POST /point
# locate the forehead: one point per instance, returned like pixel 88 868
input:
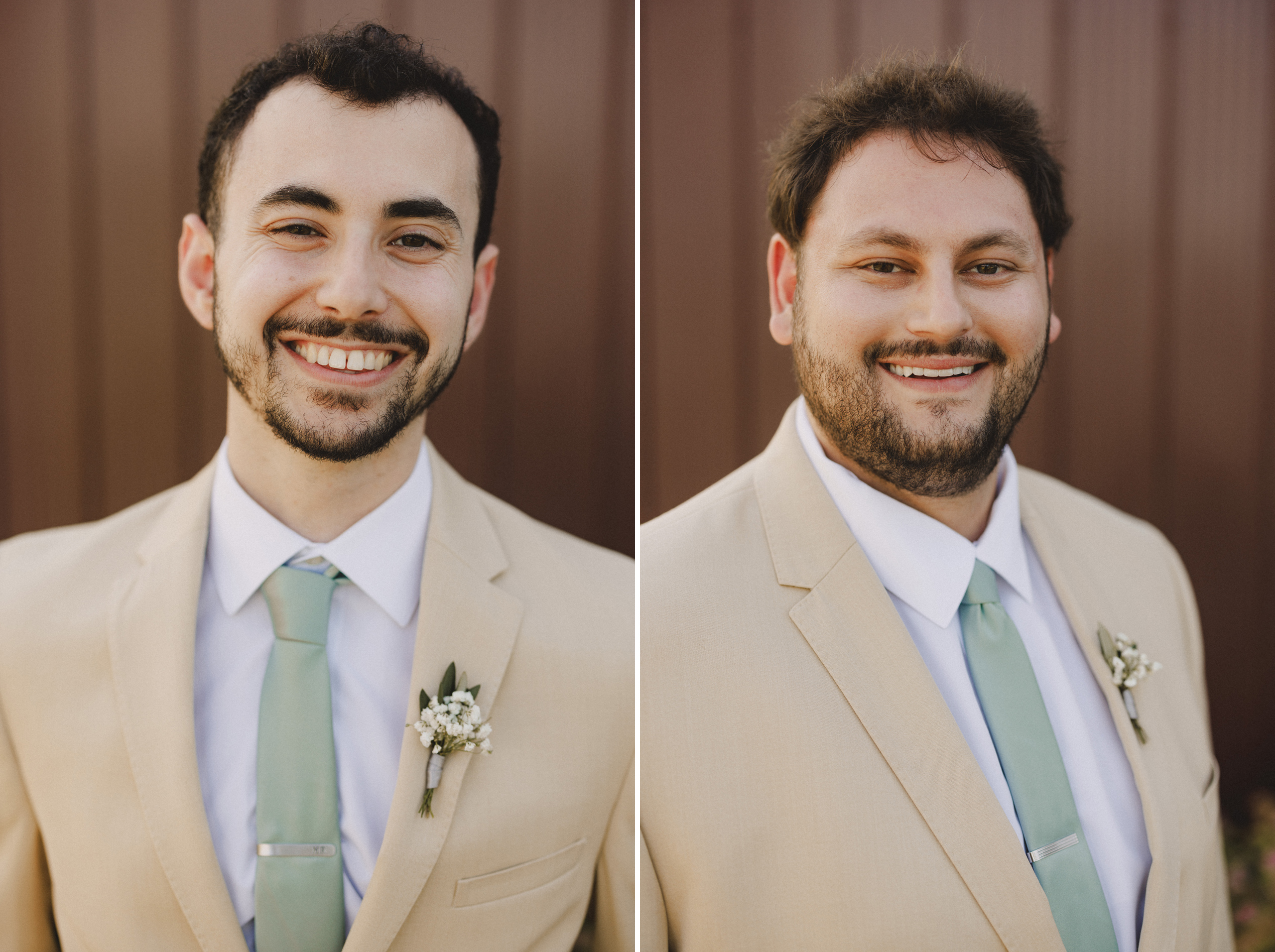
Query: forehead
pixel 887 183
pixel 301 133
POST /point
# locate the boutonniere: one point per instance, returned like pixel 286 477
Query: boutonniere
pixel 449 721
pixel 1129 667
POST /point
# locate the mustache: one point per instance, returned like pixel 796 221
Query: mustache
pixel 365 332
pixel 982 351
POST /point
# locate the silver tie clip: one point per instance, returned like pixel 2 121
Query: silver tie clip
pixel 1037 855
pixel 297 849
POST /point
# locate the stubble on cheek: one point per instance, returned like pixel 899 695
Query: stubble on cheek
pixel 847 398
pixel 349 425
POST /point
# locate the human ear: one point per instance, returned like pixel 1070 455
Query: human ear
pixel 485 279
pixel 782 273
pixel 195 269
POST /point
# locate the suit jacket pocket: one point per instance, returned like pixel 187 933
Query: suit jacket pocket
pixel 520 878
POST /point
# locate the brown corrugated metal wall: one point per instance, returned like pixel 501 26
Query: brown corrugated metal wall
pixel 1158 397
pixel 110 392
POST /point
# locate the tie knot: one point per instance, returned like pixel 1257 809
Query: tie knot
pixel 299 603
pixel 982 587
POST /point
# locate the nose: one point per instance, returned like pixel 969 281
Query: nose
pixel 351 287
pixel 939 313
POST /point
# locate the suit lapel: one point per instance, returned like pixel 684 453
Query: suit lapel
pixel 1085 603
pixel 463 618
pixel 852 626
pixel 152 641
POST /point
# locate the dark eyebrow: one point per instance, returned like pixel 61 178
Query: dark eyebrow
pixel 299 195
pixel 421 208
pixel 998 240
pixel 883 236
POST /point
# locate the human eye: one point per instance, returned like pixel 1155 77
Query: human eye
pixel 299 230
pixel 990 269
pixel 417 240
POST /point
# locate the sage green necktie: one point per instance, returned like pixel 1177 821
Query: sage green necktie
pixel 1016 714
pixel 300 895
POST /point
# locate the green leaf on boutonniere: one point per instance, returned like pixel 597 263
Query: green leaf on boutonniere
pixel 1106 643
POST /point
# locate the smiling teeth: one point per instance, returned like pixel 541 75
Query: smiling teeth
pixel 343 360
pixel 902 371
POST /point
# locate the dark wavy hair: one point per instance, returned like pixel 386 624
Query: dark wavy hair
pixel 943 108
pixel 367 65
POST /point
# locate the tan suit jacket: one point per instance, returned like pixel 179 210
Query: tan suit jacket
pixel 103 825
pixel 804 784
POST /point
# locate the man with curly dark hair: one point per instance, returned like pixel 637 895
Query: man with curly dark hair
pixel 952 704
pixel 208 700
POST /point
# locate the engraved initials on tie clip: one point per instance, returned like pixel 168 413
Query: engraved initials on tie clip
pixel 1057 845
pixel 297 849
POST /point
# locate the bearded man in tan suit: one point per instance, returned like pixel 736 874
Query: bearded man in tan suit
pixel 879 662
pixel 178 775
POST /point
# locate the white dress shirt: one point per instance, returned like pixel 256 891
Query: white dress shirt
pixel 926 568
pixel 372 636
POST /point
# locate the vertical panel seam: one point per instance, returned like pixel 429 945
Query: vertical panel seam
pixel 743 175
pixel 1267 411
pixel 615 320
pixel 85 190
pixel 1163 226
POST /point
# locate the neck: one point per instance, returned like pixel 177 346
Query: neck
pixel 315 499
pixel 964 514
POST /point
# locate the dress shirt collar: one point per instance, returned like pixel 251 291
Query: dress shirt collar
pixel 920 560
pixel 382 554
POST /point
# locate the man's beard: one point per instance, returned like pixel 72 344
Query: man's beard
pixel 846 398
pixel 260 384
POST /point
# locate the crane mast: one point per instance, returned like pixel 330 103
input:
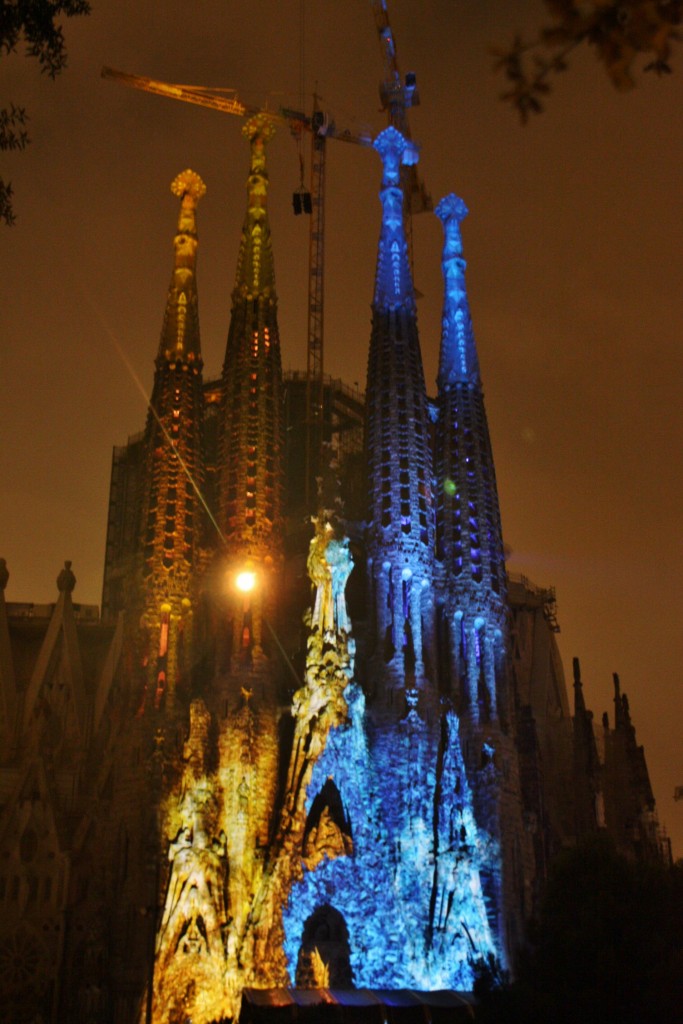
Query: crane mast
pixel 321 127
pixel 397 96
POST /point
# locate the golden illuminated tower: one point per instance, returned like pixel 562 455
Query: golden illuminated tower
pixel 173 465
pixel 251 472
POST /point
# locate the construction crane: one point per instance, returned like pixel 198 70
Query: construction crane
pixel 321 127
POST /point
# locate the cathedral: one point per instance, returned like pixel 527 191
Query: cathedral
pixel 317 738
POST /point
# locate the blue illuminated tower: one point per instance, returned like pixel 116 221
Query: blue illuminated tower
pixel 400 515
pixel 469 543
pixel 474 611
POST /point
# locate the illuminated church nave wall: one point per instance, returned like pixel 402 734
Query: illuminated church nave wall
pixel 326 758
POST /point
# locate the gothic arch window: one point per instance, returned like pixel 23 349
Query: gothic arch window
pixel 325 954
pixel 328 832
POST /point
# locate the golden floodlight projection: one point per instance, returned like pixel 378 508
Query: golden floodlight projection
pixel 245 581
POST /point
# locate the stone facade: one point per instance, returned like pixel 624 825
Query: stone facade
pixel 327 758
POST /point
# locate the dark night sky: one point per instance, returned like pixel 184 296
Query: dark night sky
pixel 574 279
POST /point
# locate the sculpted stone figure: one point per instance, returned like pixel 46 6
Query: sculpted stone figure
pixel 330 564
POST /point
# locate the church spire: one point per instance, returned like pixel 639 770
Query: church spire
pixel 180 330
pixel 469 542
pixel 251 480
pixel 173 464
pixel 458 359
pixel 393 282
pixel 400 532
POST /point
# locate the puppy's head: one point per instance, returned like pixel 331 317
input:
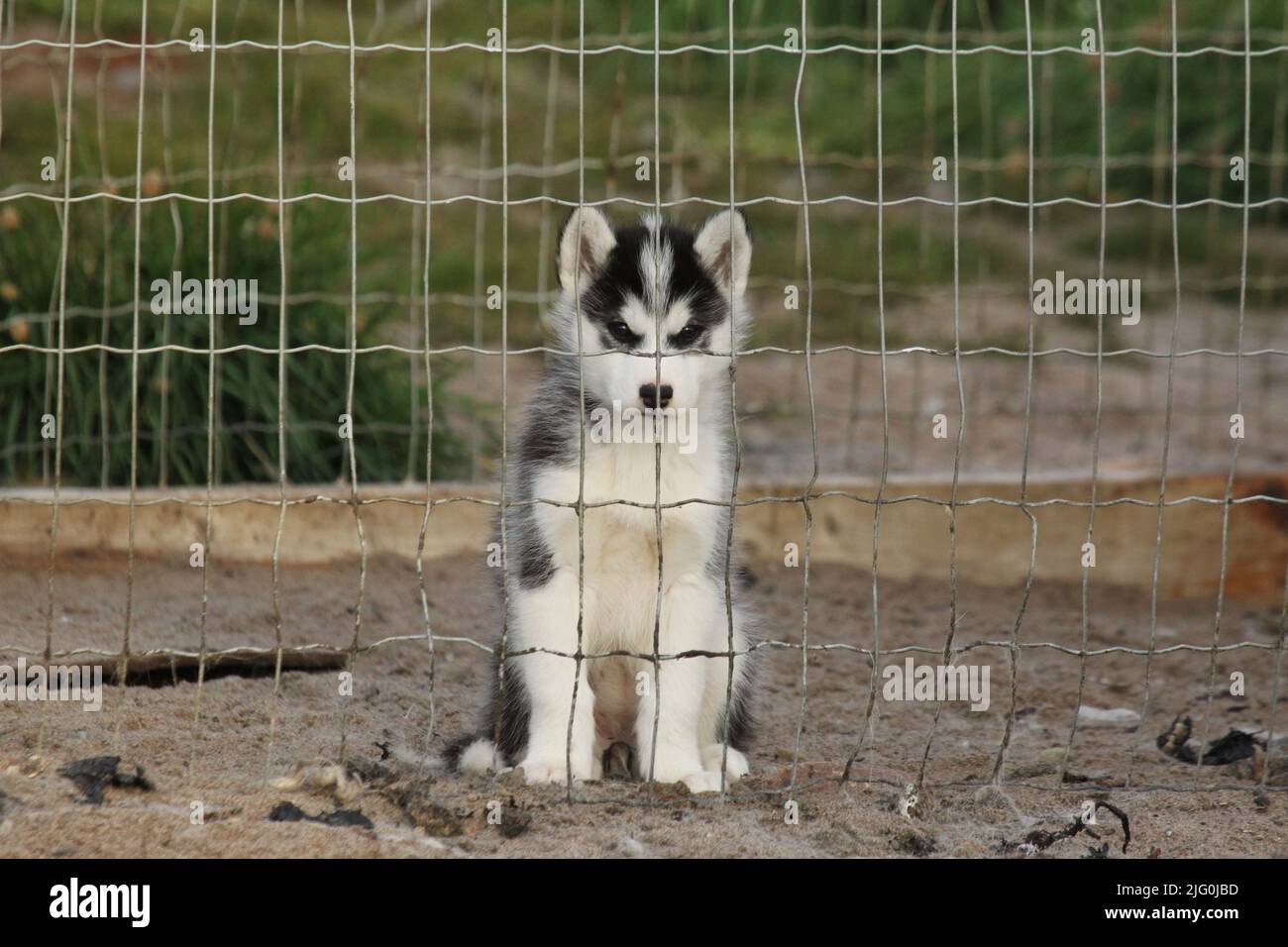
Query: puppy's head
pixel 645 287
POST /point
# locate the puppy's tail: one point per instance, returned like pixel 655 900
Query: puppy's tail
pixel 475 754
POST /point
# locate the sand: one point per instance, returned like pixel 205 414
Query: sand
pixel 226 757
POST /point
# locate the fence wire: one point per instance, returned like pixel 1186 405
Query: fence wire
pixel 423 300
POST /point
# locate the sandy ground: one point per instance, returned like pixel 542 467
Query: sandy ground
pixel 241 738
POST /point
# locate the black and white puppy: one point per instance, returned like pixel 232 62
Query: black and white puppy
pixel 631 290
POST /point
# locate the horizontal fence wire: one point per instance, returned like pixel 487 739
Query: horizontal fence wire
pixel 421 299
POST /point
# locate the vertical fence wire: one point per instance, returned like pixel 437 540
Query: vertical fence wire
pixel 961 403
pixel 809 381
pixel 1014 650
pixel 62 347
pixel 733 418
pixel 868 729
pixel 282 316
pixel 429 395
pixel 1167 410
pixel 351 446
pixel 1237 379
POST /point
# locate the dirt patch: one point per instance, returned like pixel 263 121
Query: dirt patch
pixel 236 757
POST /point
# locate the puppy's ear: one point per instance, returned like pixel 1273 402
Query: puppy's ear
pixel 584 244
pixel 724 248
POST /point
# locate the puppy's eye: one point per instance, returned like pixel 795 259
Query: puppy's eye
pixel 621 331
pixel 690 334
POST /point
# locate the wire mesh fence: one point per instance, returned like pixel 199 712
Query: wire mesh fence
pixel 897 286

•••

_Written instruction_
Every line of the data should be copied as it stands, without the images.

_Complete output_
POST /point
# locate the forehead: one point per instance, returned like pixel 88 868
input:
Query: forehead
pixel 887 183
pixel 301 133
POST /point
# locate the boutonniere: one point per instance, returned like pixel 286 477
Query: boutonniere
pixel 449 721
pixel 1129 667
POST /point
# locate the mustache: one point per instance, returned like pixel 796 221
Query: mustache
pixel 365 332
pixel 982 351
POST /point
# locate the silver tie clip: one point per instance, returned like pixel 2 121
Query: silver tie clip
pixel 1037 855
pixel 297 849
POST /point
# locate the stubble on cheek: one point per instance, returned like pixel 899 695
Query: stubble on cheek
pixel 847 398
pixel 349 425
POST /point
# locate the human ear: one point per instance, returned like pixel 1070 455
Query: human ear
pixel 485 279
pixel 782 273
pixel 195 269
POST /point
# locate the suit jacket pocket: one point per instance, returned like pixel 187 933
Query: suit jacket pocket
pixel 520 878
POST /point
# locate the brown corrugated metal wall: one point per instance, returned like pixel 501 26
Query: brown corrugated metal wall
pixel 1158 397
pixel 110 392
POST /point
# locate the tie knot: one point per instance, returned like pixel 1257 809
Query: tie knot
pixel 299 603
pixel 982 587
POST /point
# locate the nose: one point per instance, returned like pixel 969 281
Query: nose
pixel 351 287
pixel 939 313
POST /point
# locate the suit lapel: one point per instance, returned like pixel 684 453
Query: suit lapel
pixel 1085 603
pixel 463 618
pixel 852 626
pixel 152 641
POST /point
# locate the dark eyebrow: one point per instance, returned like pixel 61 178
Query: dark eyebrow
pixel 299 195
pixel 421 208
pixel 998 240
pixel 883 236
POST /point
# locate the human eye: one point per instance, returned like pixel 1155 77
Query: human eye
pixel 299 230
pixel 990 269
pixel 417 240
POST /point
# locate the sage green necktie: one point per instance, returned like pixel 1177 821
Query: sage green necktie
pixel 1016 714
pixel 300 895
POST /point
# locate the green leaf on boutonniere: one point per instance, returned like pixel 597 263
Query: green leaf on boutonniere
pixel 1106 643
POST /point
# locate the smiling teeth: one point per instance, returned like pixel 541 75
Query: smiling teeth
pixel 343 360
pixel 902 371
POST /point
# locate the dark wavy hair: one point per instance, returned like pixel 386 624
Query: dark wavy hair
pixel 943 108
pixel 367 65
POST /point
# locate the tan suit jacket: one point per instance, returned like pixel 179 210
Query: tan suit jacket
pixel 103 825
pixel 804 784
POST /point
# locate the man with curly dark hair: one point per instance, returned like pixel 637 895
Query: man with curly dark hair
pixel 952 704
pixel 208 700
POST /point
# locate the engraved initials on tie clip: one point per instance, returned like pixel 168 413
Query: engraved initials on tie clip
pixel 1057 845
pixel 297 849
POST /point
# locate the bearded man in tan suit: one point per instance, returned like pixel 736 874
Query: bearded man in tan suit
pixel 879 662
pixel 178 775
POST /point
# locate the white dress shirt: one point per instance, returned like pixel 256 891
Query: white dress shirt
pixel 926 568
pixel 372 636
POST /point
# locate the vertical panel seam: one point per instance, returned like pixel 429 945
Query: vertical panel seam
pixel 743 175
pixel 1267 411
pixel 615 320
pixel 85 190
pixel 1163 226
POST /point
# locate the neck: one point per instance, returned like pixel 177 346
Query: neck
pixel 315 499
pixel 964 514
POST /point
# locate the dress shirt collar: one point per instance, returned like pixel 251 291
Query: dress shirt collar
pixel 920 560
pixel 382 554
POST /point
# locate the man's beard: one point per instance, returned like pixel 72 344
Query: man's beard
pixel 846 398
pixel 260 384
POST /point
# locate the crane mast: one point per instance, returned like pixel 330 103
input:
Query: crane mast
pixel 321 127
pixel 397 96
POST /point
# locate the golden illuminated tower: one point per instance, returned like pixel 562 455
Query: golden illuminated tower
pixel 173 465
pixel 251 472
POST /point
# locate the construction crane: one point per instance, returned like pixel 198 70
Query: construction crane
pixel 321 127
POST /point
# locate the cathedral: one point per instance, returned like pixel 527 191
Query: cathedral
pixel 317 738
POST /point
# locate the blue illuminated tower: one point per instance, returned like pixel 116 221
Query: blue illuminated tower
pixel 400 515
pixel 469 543
pixel 474 611
POST /point
# locate the illuminated church nave wall: one point per instance, returned like pixel 402 734
Query: illuminated church nave wall
pixel 326 758
POST /point
# locate the gothic arch window: one point per instance, returned like pixel 23 349
Query: gothic arch window
pixel 325 954
pixel 328 832
POST /point
# locate the golden floodlight projection: one point per instance, returned like pixel 378 508
Query: golden floodlight projection
pixel 245 581
POST /point
# locate the stone facade: one point per instance, returned like pixel 624 825
Query: stone facade
pixel 327 758
POST /point
# locate the dark night sky: one point per instance, returned like pixel 184 296
Query: dark night sky
pixel 574 279
POST /point
# locate the sculpted stone figure: one point per instance, returned like pixel 46 6
Query: sculpted stone figure
pixel 330 564
POST /point
# locate the church spire: one point per instance, returned like pixel 639 770
Query: church spire
pixel 180 330
pixel 469 542
pixel 251 480
pixel 173 464
pixel 458 359
pixel 393 282
pixel 400 532
POST /point
# locate the puppy's head: one point per instance, returned like pixel 331 317
input:
Query: puppy's head
pixel 645 287
POST /point
# locate the puppy's tail: one point per instance, returned like pixel 655 900
Query: puppy's tail
pixel 475 754
POST /point
# locate the sand: one point per instance, returned like pixel 205 414
Query: sand
pixel 226 757
POST /point
# locate the fence wire: one point per instance, returned like pixel 1186 405
Query: fence wire
pixel 423 300
POST /point
# locate the sandy ground: one point per instance, returned like pixel 542 467
Query: sandy ground
pixel 241 738
POST /point
# locate the black and white puppy: one point per instance, returned like pixel 232 62
Query: black and white puppy
pixel 631 290
POST /point
# locate the horizontal fence wire: one point per instance, returned like pixel 487 739
Query: horizontal fence wire
pixel 421 299
POST /point
# locate the vertical fence wire: one point per instance, returned like pixel 437 540
Query: vertical fence wire
pixel 961 403
pixel 809 381
pixel 1014 650
pixel 62 347
pixel 733 418
pixel 868 729
pixel 282 316
pixel 429 395
pixel 1167 410
pixel 351 446
pixel 1237 379
POST /point
# locate the dirt patch: one point per instance, returned like pixel 263 121
Query: dirt patch
pixel 236 757
POST /point
# locate the puppy's ear: one point per instance, returned like pixel 1273 402
Query: puppy's ear
pixel 584 244
pixel 724 248
POST /point
# locate the puppy's eye: one point per instance, returned like pixel 795 259
Query: puppy's eye
pixel 621 331
pixel 690 334
POST /point
# locate the wire mesh fence: one point per instance, returned like pixel 199 712
Query: wire mesh fence
pixel 897 286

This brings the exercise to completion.